── DATA RECORDS

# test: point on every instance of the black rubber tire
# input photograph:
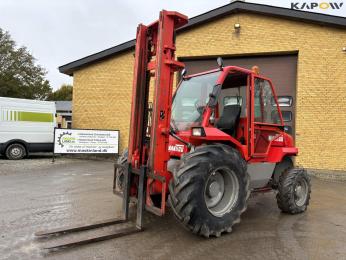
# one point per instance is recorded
(19, 154)
(286, 191)
(280, 168)
(119, 174)
(188, 183)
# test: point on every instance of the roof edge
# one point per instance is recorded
(234, 7)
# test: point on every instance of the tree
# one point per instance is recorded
(20, 77)
(64, 93)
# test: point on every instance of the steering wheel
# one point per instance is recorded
(199, 107)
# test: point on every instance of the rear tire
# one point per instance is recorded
(15, 151)
(196, 186)
(294, 191)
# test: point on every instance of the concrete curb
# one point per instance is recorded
(328, 175)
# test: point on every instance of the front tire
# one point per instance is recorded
(210, 189)
(15, 151)
(294, 191)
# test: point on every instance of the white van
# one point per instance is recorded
(26, 126)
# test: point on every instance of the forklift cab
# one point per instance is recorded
(234, 101)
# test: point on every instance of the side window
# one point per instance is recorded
(265, 110)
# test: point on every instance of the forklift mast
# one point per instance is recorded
(154, 59)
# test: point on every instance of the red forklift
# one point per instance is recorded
(203, 149)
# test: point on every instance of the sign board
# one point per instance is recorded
(83, 141)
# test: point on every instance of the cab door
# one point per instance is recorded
(266, 119)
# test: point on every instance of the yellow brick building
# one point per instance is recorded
(103, 81)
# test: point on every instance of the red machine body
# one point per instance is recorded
(151, 145)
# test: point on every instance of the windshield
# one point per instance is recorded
(190, 100)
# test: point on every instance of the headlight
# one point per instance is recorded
(198, 131)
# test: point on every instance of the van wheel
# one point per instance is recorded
(15, 152)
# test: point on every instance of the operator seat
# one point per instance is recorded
(229, 119)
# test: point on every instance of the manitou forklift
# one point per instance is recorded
(203, 149)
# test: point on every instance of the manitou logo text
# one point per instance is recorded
(176, 148)
(316, 5)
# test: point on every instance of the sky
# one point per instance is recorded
(57, 32)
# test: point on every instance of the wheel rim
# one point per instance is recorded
(221, 191)
(16, 152)
(301, 192)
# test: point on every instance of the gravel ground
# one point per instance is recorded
(36, 194)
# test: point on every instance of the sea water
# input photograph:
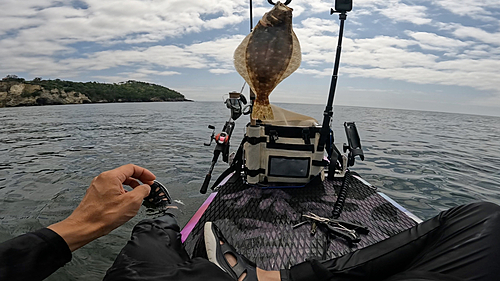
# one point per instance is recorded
(426, 161)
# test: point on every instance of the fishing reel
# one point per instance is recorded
(237, 104)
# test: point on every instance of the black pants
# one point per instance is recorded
(459, 244)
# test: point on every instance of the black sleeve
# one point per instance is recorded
(33, 256)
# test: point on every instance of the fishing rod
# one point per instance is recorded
(236, 104)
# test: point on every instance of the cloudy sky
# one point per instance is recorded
(438, 55)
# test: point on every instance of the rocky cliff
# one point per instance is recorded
(15, 91)
(21, 94)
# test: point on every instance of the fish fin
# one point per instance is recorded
(240, 62)
(295, 59)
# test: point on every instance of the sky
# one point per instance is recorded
(432, 55)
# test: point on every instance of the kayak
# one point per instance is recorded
(259, 222)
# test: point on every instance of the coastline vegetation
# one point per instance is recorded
(130, 91)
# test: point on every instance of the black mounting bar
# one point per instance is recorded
(327, 115)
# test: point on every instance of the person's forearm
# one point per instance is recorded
(33, 256)
(76, 234)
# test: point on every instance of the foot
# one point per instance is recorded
(225, 256)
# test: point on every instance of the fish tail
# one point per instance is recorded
(262, 111)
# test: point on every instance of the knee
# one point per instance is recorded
(474, 211)
(483, 211)
(486, 207)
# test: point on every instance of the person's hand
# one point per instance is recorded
(106, 205)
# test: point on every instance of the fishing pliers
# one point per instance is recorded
(347, 230)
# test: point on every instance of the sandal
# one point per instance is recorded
(158, 197)
(216, 252)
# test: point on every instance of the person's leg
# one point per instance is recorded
(461, 242)
(155, 252)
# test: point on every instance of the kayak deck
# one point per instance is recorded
(259, 222)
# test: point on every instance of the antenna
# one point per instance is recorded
(327, 115)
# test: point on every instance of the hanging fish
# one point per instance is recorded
(269, 54)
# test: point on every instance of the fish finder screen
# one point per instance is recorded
(290, 167)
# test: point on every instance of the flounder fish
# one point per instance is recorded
(269, 54)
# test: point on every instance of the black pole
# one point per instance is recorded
(327, 115)
(252, 94)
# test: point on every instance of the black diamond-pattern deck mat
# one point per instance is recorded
(258, 222)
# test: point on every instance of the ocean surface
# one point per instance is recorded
(426, 161)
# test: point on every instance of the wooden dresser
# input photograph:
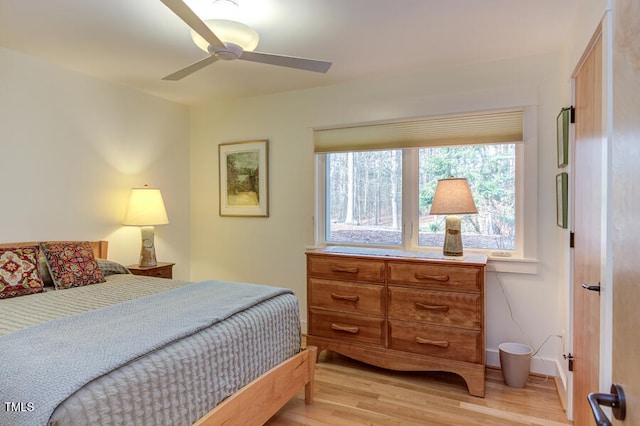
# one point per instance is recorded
(400, 312)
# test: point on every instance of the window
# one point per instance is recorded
(364, 197)
(382, 197)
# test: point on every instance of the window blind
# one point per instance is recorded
(464, 129)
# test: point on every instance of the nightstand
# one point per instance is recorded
(162, 270)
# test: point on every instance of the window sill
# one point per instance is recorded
(512, 265)
(504, 264)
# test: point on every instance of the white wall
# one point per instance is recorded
(271, 250)
(72, 146)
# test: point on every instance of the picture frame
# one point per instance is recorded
(562, 200)
(243, 174)
(563, 120)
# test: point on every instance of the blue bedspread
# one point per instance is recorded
(44, 364)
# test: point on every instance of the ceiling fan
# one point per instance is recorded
(236, 41)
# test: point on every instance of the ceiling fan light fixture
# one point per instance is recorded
(229, 32)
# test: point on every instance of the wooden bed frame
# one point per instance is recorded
(259, 400)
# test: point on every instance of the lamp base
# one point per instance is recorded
(148, 250)
(452, 237)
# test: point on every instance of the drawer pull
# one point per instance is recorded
(345, 328)
(440, 343)
(440, 308)
(351, 270)
(346, 297)
(439, 278)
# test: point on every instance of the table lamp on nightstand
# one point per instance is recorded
(453, 197)
(146, 209)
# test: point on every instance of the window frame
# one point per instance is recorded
(522, 259)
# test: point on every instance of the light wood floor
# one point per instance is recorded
(351, 393)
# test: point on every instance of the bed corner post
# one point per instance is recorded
(308, 388)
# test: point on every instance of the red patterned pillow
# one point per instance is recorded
(71, 263)
(19, 272)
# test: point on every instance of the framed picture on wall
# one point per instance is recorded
(562, 124)
(562, 200)
(243, 172)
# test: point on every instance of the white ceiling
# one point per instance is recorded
(137, 42)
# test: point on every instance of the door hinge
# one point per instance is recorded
(570, 359)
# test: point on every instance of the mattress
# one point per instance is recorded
(175, 384)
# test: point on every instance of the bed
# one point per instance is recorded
(143, 350)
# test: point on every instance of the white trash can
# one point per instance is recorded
(515, 360)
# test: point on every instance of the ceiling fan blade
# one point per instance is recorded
(179, 75)
(186, 14)
(287, 61)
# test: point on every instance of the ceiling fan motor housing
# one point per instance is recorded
(231, 52)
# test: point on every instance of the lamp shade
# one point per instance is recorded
(146, 208)
(453, 196)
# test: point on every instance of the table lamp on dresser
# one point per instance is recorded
(453, 197)
(146, 209)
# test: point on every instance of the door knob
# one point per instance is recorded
(616, 400)
(591, 287)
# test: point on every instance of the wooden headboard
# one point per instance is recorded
(100, 248)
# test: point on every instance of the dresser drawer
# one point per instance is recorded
(435, 276)
(348, 328)
(442, 342)
(346, 297)
(345, 268)
(437, 307)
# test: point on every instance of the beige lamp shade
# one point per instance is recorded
(453, 196)
(146, 208)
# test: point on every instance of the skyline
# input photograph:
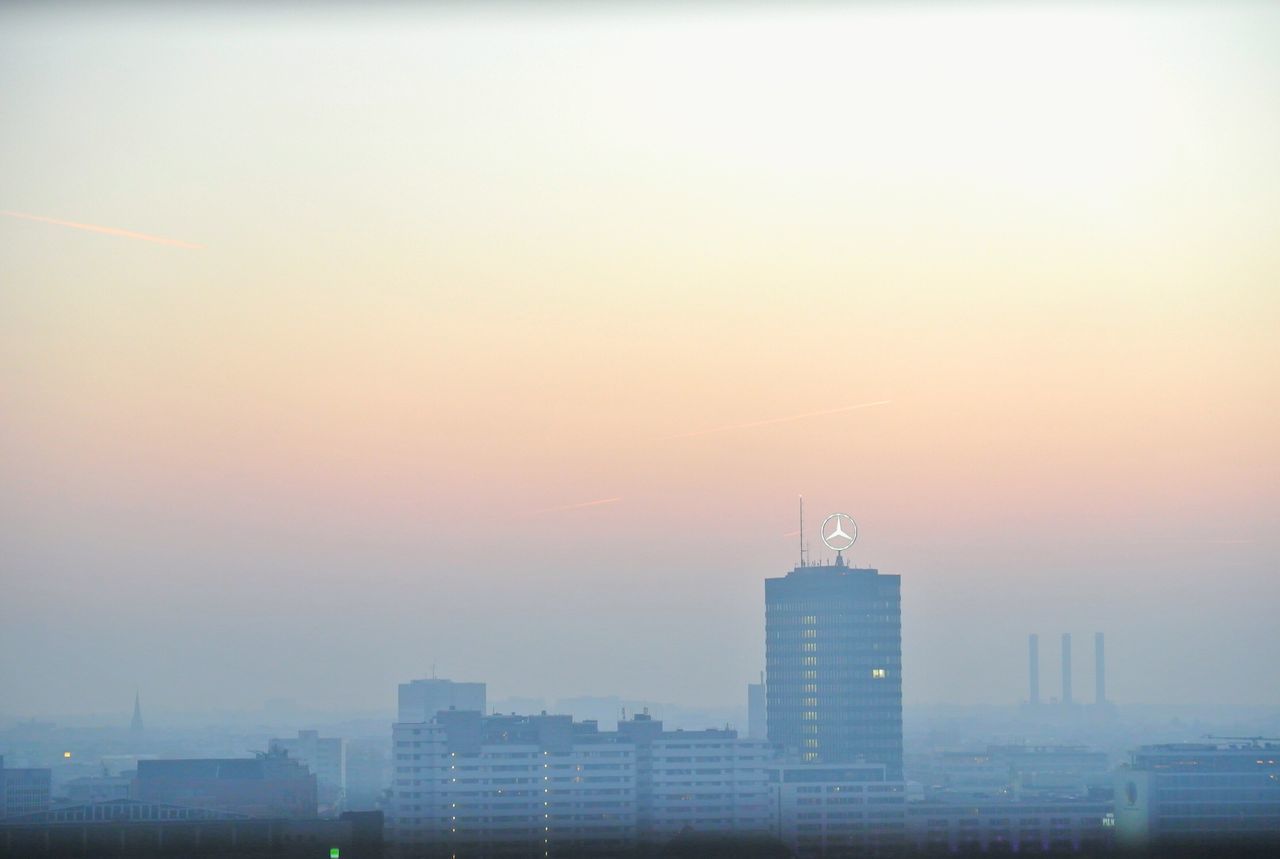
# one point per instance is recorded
(530, 330)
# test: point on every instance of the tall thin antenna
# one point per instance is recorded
(801, 530)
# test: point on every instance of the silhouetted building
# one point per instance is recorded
(757, 711)
(698, 781)
(1198, 795)
(23, 790)
(421, 699)
(136, 722)
(469, 784)
(837, 810)
(833, 657)
(270, 785)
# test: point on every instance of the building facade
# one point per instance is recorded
(270, 785)
(833, 662)
(1198, 794)
(837, 810)
(23, 790)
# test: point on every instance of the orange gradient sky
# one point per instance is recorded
(464, 274)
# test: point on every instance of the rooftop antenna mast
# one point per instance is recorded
(801, 531)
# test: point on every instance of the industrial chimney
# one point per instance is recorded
(1066, 668)
(1033, 656)
(1100, 671)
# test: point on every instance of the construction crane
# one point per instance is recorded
(1243, 739)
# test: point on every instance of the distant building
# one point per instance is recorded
(1198, 795)
(327, 758)
(835, 810)
(270, 785)
(135, 827)
(833, 658)
(475, 784)
(757, 711)
(23, 790)
(1018, 772)
(421, 699)
(1008, 826)
(698, 781)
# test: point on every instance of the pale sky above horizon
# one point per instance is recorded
(458, 298)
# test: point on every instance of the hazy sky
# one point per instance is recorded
(461, 272)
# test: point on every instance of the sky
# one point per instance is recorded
(338, 343)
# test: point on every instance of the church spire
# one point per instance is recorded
(136, 725)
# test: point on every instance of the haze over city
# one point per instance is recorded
(338, 346)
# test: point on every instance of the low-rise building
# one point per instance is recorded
(1200, 794)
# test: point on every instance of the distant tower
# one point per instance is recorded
(136, 723)
(1066, 668)
(1100, 671)
(1033, 657)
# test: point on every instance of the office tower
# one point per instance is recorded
(757, 723)
(327, 758)
(698, 781)
(421, 699)
(833, 659)
(824, 810)
(270, 785)
(1033, 656)
(1100, 671)
(1066, 668)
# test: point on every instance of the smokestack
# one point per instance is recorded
(1066, 668)
(1033, 654)
(1100, 671)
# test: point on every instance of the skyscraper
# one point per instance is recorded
(833, 658)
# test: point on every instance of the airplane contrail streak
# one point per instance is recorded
(109, 231)
(776, 420)
(577, 506)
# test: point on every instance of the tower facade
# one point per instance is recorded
(833, 658)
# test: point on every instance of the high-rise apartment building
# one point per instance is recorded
(833, 661)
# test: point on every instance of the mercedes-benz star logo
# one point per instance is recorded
(837, 538)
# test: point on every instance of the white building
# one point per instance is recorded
(538, 785)
(421, 699)
(327, 758)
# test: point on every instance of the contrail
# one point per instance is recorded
(109, 231)
(577, 506)
(776, 420)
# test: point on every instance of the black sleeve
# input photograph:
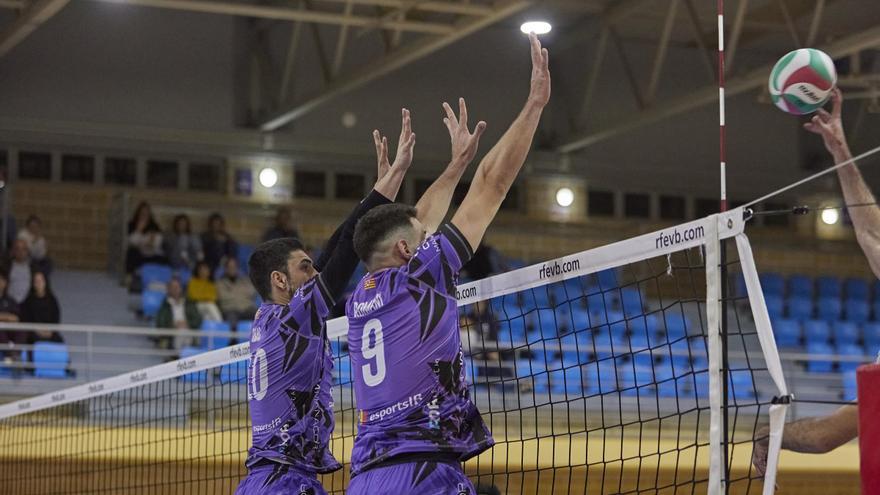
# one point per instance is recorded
(372, 200)
(342, 262)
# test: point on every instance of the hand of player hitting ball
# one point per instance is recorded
(405, 145)
(540, 87)
(830, 127)
(464, 144)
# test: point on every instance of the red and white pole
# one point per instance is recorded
(721, 109)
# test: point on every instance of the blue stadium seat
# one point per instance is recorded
(151, 301)
(820, 366)
(857, 311)
(50, 360)
(234, 372)
(572, 355)
(787, 332)
(198, 376)
(846, 333)
(852, 351)
(800, 308)
(830, 308)
(871, 336)
(800, 285)
(772, 284)
(829, 287)
(775, 305)
(817, 331)
(569, 382)
(856, 289)
(216, 341)
(850, 386)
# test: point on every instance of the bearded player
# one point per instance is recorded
(417, 421)
(289, 380)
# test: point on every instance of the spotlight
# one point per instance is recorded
(268, 177)
(830, 217)
(537, 27)
(564, 197)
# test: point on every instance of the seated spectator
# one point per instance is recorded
(9, 313)
(235, 295)
(41, 306)
(217, 243)
(144, 240)
(203, 292)
(284, 226)
(32, 235)
(20, 270)
(182, 247)
(179, 313)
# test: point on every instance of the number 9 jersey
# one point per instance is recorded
(406, 357)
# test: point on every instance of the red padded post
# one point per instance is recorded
(869, 427)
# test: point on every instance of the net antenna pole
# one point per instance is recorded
(722, 151)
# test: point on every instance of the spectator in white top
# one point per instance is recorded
(20, 270)
(32, 234)
(235, 295)
(184, 249)
(144, 240)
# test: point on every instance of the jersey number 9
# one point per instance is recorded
(376, 352)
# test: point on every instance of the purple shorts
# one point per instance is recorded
(421, 478)
(279, 479)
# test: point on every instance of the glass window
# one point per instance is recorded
(672, 207)
(204, 177)
(34, 165)
(77, 168)
(600, 203)
(637, 205)
(309, 184)
(121, 171)
(162, 173)
(350, 186)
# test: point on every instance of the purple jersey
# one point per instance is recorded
(406, 358)
(289, 383)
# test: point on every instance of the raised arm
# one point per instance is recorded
(501, 165)
(434, 203)
(811, 435)
(389, 180)
(866, 219)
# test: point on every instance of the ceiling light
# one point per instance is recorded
(537, 27)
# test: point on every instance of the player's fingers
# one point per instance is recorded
(837, 102)
(462, 113)
(478, 131)
(449, 113)
(536, 50)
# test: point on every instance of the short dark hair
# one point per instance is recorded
(270, 256)
(374, 227)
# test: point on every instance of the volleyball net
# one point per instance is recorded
(631, 368)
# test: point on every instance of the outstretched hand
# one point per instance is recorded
(464, 143)
(540, 86)
(830, 127)
(405, 146)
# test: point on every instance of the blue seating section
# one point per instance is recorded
(50, 360)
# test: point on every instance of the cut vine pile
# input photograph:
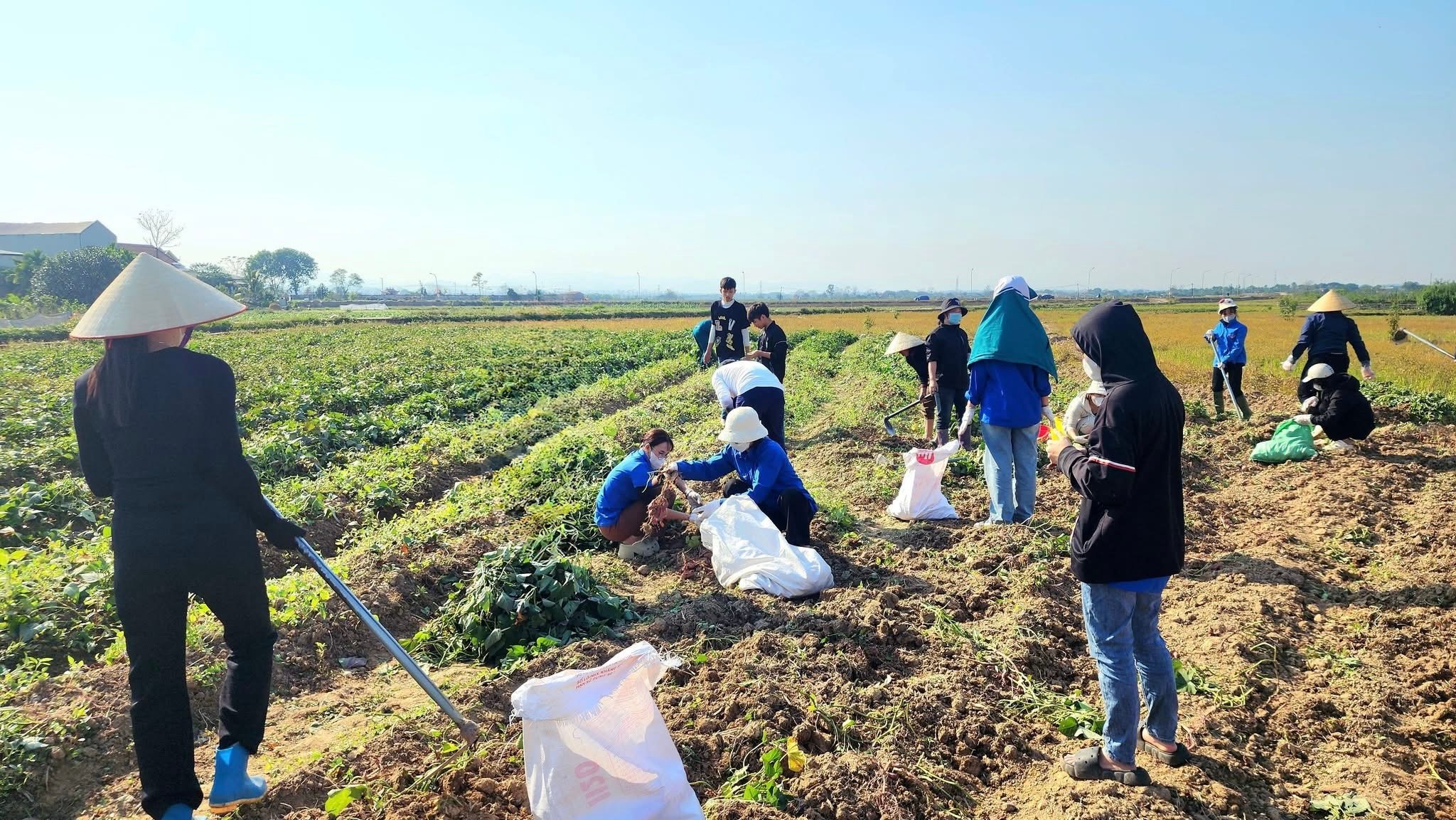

────

### ACTION ITEM
Return only the lines between the one holding "# test: point on every instance of the rooftop" and the one holding "# test: point on every instance of the skyscraper", inclusive, exactly as they appear above.

### EXPECTED OUTPUT
# test: point on every instance of the rooftop antenna mast
# one point per instance is recorded
(801, 531)
# test: point on every instance of the industrial chimney
# one point per instance is recorded
(1066, 668)
(1033, 656)
(1100, 671)
# test: point on every instance of the construction crane
# one point per instance is recorded
(1243, 739)
# test: point on every instance of the distant building
# one point per instance is recorded
(1198, 795)
(327, 758)
(835, 810)
(270, 785)
(135, 827)
(833, 658)
(475, 784)
(757, 711)
(23, 790)
(1018, 772)
(421, 699)
(1008, 826)
(698, 781)
# test: point on every instance of the pale sky above horizon
# one point per instance is recorded
(458, 298)
# test: point on every instance of the hazy sky
# one point per instance is recorded
(461, 272)
# test: point on every instance of the sky
# one point per instance is recorded
(338, 343)
# test: point on every instance of the church spire
# one point per instance is recorded
(136, 725)
# test: point on every instance of the haze over city
# one point per instance is recorded
(338, 346)
# test: point on every instance of the low-rise building
# one point per instance is recorded
(1200, 794)
# test: point on every instance of the distant tower
# one point per instance is recorded
(136, 723)
(1066, 668)
(1100, 671)
(1033, 657)
# test: point on every instance of the office tower
# one point per instance is recorded
(757, 723)
(327, 758)
(698, 781)
(421, 699)
(833, 659)
(824, 810)
(270, 785)
(1033, 656)
(1100, 671)
(1066, 668)
# test: point on every instance of the smokestack
# one point per instance is recorded
(1066, 668)
(1033, 654)
(1100, 671)
# test: point on every instance of the skyscraper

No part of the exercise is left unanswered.